• Stated exercise
Copy verbatim the lines of the listing below, starting at the line that contains "of the fungus" and ending at the final line of the listing.
[START Records provided]
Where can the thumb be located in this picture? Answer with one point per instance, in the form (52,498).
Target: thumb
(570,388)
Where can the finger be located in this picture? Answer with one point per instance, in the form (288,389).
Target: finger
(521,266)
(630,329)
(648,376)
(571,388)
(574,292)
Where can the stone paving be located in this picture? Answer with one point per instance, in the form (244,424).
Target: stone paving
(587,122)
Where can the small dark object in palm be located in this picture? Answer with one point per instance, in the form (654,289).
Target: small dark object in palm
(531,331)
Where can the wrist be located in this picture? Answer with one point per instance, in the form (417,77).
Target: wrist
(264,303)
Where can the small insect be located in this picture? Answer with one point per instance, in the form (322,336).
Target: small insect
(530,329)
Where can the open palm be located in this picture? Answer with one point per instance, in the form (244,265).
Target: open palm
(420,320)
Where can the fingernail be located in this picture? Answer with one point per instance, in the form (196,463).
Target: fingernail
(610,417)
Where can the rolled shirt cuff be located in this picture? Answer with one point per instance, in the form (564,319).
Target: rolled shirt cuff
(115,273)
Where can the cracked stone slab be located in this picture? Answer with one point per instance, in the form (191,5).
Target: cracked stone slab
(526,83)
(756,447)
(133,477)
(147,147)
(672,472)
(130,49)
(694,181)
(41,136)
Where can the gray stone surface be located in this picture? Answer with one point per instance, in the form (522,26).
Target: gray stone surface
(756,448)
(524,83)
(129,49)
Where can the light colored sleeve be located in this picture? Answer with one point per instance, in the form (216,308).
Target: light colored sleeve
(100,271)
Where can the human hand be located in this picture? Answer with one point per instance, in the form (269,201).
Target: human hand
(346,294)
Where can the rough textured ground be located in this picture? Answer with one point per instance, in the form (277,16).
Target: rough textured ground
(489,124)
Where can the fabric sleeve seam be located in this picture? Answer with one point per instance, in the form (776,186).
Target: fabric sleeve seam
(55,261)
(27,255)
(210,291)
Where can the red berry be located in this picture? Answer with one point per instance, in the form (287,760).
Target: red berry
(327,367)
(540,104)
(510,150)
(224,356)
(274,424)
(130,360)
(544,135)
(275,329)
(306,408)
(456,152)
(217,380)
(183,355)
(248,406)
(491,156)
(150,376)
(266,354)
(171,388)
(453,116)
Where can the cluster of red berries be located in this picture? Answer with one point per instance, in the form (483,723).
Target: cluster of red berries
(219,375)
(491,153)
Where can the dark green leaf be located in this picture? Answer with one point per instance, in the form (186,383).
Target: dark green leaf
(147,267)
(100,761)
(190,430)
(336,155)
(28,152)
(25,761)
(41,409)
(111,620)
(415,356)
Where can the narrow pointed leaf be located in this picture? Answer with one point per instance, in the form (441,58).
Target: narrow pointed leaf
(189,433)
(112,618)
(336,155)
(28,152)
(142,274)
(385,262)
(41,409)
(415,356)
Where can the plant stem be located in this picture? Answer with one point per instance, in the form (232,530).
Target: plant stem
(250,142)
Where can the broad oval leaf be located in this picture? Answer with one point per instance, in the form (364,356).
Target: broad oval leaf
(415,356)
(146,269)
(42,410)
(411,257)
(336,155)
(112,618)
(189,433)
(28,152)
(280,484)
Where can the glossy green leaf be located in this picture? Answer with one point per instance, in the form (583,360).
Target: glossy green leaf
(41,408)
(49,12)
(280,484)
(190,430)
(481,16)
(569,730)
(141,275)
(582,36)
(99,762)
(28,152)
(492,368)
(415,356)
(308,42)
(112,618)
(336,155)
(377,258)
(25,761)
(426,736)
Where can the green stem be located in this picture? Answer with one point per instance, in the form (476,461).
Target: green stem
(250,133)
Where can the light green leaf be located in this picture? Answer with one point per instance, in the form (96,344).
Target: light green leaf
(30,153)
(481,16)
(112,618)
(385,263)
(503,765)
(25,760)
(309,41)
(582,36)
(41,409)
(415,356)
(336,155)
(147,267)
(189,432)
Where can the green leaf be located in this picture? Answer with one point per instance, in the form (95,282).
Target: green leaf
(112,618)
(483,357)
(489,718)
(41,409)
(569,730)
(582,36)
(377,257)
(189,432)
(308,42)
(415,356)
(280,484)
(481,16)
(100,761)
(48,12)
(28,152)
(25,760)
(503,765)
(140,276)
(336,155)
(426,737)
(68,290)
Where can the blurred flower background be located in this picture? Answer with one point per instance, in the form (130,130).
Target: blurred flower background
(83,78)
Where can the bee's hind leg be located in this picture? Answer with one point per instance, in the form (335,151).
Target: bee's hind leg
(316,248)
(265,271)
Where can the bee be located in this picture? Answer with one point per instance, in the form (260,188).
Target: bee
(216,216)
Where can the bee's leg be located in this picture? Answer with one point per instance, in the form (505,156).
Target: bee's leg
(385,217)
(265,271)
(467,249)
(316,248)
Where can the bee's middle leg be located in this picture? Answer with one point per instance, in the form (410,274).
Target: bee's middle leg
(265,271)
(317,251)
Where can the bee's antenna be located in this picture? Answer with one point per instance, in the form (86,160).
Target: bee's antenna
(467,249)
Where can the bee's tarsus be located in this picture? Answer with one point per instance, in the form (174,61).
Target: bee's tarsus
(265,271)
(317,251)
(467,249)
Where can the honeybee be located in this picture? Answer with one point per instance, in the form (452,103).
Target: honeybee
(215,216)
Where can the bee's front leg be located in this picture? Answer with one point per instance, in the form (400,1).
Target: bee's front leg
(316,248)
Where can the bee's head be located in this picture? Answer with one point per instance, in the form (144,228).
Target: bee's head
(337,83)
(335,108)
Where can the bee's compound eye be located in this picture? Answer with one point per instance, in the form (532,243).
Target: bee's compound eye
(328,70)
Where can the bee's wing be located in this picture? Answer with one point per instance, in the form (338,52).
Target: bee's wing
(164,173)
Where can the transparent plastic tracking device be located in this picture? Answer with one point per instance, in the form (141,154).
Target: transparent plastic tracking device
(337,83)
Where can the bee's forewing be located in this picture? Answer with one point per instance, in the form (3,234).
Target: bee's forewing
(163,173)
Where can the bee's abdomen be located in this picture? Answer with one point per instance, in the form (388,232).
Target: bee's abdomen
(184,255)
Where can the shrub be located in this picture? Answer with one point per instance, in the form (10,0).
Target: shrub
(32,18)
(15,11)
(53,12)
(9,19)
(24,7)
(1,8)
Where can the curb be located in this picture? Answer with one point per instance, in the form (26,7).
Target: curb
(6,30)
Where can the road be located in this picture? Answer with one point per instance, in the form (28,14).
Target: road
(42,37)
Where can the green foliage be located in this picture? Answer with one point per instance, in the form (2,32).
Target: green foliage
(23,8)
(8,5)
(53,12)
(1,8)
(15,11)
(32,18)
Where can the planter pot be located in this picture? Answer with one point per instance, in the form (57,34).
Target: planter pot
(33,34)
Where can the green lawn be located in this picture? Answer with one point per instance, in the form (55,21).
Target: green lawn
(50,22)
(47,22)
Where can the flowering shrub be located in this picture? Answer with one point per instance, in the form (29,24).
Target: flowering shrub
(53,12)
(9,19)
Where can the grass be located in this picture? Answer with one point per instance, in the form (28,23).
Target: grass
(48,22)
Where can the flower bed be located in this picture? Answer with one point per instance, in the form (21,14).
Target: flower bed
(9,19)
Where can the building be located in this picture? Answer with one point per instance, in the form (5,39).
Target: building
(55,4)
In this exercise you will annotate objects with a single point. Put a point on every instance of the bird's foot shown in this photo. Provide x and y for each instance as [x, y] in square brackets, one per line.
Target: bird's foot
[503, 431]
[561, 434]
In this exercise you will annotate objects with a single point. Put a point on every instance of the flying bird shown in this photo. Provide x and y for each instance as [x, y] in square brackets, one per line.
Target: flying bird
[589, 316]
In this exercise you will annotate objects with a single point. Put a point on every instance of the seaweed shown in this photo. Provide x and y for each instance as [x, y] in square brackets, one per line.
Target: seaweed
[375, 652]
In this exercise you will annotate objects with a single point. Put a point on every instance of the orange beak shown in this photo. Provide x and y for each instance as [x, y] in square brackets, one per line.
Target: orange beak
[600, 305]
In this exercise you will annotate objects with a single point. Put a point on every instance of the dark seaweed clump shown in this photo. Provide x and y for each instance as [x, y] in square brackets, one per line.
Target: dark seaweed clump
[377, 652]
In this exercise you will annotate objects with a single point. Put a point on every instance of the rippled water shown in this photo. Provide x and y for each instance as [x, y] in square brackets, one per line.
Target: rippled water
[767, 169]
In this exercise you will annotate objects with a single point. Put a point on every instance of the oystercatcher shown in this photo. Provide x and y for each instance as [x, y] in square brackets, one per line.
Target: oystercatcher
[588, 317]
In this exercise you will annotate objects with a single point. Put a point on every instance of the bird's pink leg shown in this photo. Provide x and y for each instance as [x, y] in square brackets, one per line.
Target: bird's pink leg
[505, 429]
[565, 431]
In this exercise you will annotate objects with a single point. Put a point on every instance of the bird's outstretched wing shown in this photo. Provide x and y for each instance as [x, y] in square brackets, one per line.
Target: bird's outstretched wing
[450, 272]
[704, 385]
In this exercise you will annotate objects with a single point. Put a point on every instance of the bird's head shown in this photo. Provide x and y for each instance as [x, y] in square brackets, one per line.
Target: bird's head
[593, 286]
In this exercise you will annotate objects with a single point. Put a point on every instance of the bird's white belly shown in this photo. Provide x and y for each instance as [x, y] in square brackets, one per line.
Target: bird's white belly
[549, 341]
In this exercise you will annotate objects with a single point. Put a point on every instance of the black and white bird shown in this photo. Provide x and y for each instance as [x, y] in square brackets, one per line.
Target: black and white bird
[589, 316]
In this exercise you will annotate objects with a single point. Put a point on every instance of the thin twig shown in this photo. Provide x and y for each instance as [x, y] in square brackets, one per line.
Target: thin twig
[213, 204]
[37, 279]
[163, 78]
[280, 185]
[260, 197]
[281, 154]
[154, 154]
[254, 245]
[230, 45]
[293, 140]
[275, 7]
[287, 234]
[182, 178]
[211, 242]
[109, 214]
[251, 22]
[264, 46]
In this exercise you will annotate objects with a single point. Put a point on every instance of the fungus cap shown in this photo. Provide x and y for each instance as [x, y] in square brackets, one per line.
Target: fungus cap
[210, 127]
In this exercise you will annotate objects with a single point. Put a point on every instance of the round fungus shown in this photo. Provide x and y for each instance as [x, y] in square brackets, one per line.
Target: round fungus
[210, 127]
[END Records provided]
• Exercise answer
In this exercise you will annotate objects with a single point. Put a point on every instance of the fungus cap shown in this photo. Provide x and y for each instance as [x, y] in square brackets, one per line.
Target: fungus cap
[210, 127]
In this exercise you will annotate objects with a single point. Put a point on every instance of the round fungus shown in this photo. Provide x and y for each instance as [x, y] in square brackets, one per line.
Target: round fungus
[210, 127]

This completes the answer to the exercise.